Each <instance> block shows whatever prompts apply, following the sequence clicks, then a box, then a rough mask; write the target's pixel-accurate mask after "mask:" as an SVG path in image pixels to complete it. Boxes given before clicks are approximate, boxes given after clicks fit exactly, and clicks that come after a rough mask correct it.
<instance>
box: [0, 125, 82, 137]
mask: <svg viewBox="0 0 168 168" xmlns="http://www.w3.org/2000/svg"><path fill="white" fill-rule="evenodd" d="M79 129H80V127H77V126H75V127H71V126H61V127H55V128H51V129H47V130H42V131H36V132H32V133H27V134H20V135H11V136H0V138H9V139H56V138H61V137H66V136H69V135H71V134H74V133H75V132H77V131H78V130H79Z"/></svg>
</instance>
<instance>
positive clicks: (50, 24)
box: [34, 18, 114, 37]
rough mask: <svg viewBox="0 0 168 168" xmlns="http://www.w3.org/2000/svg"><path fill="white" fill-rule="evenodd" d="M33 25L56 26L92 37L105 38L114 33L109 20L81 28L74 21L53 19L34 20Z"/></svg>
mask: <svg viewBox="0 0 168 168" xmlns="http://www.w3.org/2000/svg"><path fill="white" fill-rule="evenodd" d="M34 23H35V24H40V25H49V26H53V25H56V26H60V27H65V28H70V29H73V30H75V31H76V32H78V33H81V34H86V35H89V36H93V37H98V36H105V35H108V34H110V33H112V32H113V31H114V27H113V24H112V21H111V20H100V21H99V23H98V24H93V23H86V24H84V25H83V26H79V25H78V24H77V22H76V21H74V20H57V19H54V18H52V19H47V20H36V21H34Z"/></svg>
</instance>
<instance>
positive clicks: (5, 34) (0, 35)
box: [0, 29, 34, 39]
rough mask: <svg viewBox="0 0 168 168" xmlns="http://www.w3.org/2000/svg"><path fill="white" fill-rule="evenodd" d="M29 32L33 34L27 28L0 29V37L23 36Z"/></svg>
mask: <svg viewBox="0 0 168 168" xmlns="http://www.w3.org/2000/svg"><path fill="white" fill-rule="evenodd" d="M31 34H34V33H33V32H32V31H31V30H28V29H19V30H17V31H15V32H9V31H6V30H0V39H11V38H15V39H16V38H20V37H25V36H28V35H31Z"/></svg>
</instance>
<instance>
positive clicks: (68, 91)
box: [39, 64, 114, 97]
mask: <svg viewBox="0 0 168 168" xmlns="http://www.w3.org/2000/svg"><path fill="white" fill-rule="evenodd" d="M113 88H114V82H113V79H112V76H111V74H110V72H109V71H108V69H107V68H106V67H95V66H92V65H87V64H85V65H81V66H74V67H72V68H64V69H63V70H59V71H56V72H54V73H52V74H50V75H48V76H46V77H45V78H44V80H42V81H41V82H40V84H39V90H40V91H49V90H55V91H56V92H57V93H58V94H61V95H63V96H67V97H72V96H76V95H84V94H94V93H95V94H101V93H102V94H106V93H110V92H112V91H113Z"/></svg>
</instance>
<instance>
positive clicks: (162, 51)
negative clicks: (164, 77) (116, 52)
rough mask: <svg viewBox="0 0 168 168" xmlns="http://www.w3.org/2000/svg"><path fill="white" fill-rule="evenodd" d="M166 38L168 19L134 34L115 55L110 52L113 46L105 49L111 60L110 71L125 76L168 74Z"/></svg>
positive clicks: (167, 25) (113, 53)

-------

**Task directions**
Copy every line from the records above that contains the string "positive".

**Reply to the task**
positive clicks: (50, 24)
positive clicks: (5, 34) (0, 35)
positive clicks: (68, 91)
positive clicks: (162, 51)
positive clicks: (167, 25) (113, 53)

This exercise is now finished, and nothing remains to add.